### Records for this task

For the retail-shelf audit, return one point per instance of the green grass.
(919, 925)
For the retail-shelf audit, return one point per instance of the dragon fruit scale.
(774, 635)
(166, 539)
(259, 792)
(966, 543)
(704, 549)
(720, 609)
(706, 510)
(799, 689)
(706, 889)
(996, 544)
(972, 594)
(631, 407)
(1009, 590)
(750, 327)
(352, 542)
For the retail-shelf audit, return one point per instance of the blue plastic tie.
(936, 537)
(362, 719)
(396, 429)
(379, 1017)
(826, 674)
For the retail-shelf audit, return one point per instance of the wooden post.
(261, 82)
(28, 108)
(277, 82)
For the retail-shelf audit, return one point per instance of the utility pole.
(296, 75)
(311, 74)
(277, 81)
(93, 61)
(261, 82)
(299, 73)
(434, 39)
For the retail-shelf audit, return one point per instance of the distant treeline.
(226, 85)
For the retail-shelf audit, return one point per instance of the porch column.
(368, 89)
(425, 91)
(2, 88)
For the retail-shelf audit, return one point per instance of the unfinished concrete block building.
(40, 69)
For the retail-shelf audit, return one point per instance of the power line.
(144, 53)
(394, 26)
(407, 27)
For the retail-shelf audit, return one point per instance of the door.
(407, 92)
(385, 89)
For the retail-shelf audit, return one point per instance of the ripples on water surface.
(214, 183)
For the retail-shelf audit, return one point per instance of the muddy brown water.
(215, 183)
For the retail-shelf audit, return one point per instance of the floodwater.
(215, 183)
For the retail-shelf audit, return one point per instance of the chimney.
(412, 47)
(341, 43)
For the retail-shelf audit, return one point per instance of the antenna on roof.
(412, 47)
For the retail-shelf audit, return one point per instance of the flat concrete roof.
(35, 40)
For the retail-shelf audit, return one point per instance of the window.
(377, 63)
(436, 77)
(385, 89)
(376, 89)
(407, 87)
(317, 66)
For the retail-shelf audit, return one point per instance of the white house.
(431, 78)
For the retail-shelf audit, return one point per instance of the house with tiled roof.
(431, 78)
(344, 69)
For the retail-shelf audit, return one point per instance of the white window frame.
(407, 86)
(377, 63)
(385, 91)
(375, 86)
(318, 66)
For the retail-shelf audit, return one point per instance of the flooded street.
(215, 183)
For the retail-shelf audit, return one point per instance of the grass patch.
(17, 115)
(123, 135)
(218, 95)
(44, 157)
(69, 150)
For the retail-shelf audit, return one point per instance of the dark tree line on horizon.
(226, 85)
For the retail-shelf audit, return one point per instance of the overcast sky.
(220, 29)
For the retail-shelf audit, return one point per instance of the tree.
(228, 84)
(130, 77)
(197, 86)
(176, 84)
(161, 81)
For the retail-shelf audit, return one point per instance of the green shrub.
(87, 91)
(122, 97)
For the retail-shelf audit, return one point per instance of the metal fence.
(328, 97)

######

Your instructions:
Your answer should be the full set of records above, restated exactly.

Output for this exercise:
For the retail-shelf audit, return one point per instance of the green grass.
(919, 925)
For the retail-shelf audit, return one point per instance of the dragon fruit scale.
(774, 635)
(166, 539)
(259, 792)
(966, 543)
(704, 549)
(720, 609)
(706, 510)
(799, 689)
(706, 889)
(996, 544)
(972, 594)
(631, 407)
(1009, 590)
(750, 327)
(352, 542)
For the retail-shelf audit, return one point per instance of the blue plastic tie.
(936, 537)
(362, 719)
(396, 429)
(379, 1017)
(826, 674)
For the retail-shelf audit, return one point per instance of the wooden post.
(261, 82)
(28, 108)
(277, 82)
For the retail-shelf audit, return one point per instance of the utility pole.
(296, 75)
(311, 74)
(277, 81)
(93, 61)
(261, 82)
(299, 73)
(434, 39)
For the retail-shelf audit, return one point per instance of the distant treeline.
(226, 85)
For the retail-shelf audit, return one point per instance of the porch column.
(368, 89)
(425, 91)
(2, 88)
For the retail-shelf audit, return one point per instance of the unfinished concrete block building.
(40, 69)
For the retail-shelf audit, return one point per instance of the power line.
(144, 53)
(394, 26)
(407, 27)
For the retail-shelf audit, return one point per instance of the door.
(407, 92)
(385, 89)
For the retail-shelf audit, return one point per instance of the ripples on water surface.
(214, 183)
For the retail-shelf audit, return one point per instance of the muddy brown water.
(215, 183)
For the retail-shelf audit, return one point per instance of the floodwater.
(215, 183)
For the retail-shelf audit, return one point per instance of the chimney.
(412, 47)
(341, 43)
For the retail-shelf audit, return one point per instance of the antenna on roof.
(412, 47)
For the retail-shelf audit, return one point per instance of the flat concrete roof.
(35, 40)
For the retail-shelf audit, return one point per instance of the window.
(377, 63)
(436, 77)
(385, 89)
(376, 89)
(407, 87)
(317, 66)
For the retail-shelf audit, return one point per instance of the white house.
(431, 78)
For the retail-shelf audit, return one point per instance of the house with tiled roof.
(431, 78)
(344, 69)
For the retail-shelf audit, return one point per instance of the white window frame.
(407, 86)
(377, 63)
(385, 91)
(375, 86)
(318, 66)
For the retail-shelf audit, return one point per instance of the flooded street.
(215, 183)
For the retail-shelf audit, return one point per instance of the grass patch.
(17, 115)
(123, 135)
(218, 95)
(44, 157)
(69, 150)
For the retail-shelf audit, return one point per instance of the dark tree line on horizon.
(226, 85)
For the retail-shelf audit, return one point per instance of the overcast sky.
(220, 29)
For the retail-shelf audit, return one point per instance of the tree.
(228, 84)
(130, 77)
(197, 86)
(176, 84)
(161, 81)
For the retail-shelf audit, return one point per instance of the green shrub.
(87, 91)
(122, 97)
For the retail-shelf audit, return one point per instance of the metal fence.
(328, 97)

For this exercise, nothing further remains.